**TEXT SEGMENT:**

Whole Vegan Pantry Tandoori Wraps

Delicious vegan tandoori wraps

by Courtenay Perks, Whole Vegan Pantry

These tandoori wraps have made their way into my heart, and belly 🌯🌯🌯 Make them for your lover or bestie for lunch, wrap it and send it with love #becute 🌯🌶🍠

Serves: 4

Sauce

  • 1 tbsp organic cold-pressed olive oil
  • 4 cloves fresh garlic, chopped
  • 1 tbsp grated fresh ginger
  • 3 red chillies, chopped
  • 1 tbsp tomato puree
  • 400g passata
  • 2 tbsp ground coriander
  • 1 tbsp ground cumin
  • 2 tsp garam masala
  • 2 tbsp ground almonds
  • 2 tsp ground green cardamom seeds
  • 2 tsp ground fennel seeds
  • 400ml coconut milk
  • 1 tbsp agave nectar optional
  • Himalayan sea salt, to taste

Filling

  • 4 medium sweet potato skinned and diced
  • 3 cans organic chickpeas drained and rinsed
  • 1 red onion finely sliced
  • 2 tbs organic coldpressed olive oil
  • 1/2 cup cooked quinoa
  • 4 slices of spelt flat bread
  • 1 handful mint leaves
  • 1 handful flat leaf parsley
  • Juice of 1 lime
  • 1/4 cup coconut yogurt to serve
  • 4 pieces of flat bread of your choice

// Method

  1. To make the curry sauce, heat oil in a medium, non-stick non-toxic pan.

**SUPPLIED MATERIAL:**
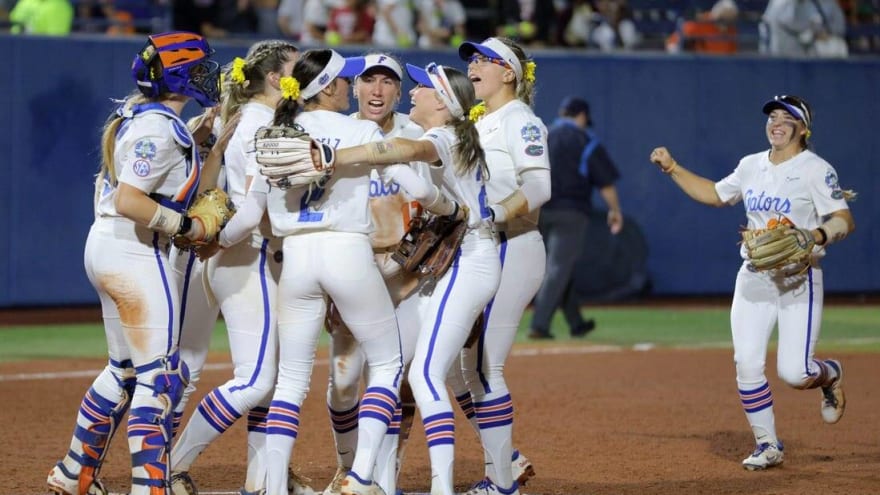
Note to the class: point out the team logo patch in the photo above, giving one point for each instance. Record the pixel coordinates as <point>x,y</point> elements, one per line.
<point>831,182</point>
<point>141,168</point>
<point>534,150</point>
<point>145,149</point>
<point>530,133</point>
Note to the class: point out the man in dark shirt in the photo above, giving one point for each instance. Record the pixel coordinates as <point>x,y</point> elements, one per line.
<point>578,163</point>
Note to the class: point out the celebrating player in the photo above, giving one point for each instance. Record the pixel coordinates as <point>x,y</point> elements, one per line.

**EXERCISE OBJECTIVE:**
In the tandoori wrap recipe, how much passata goes into the sauce? The items have nothing to do with the tandoori wrap recipe.

**ANSWER SPACE:**
400g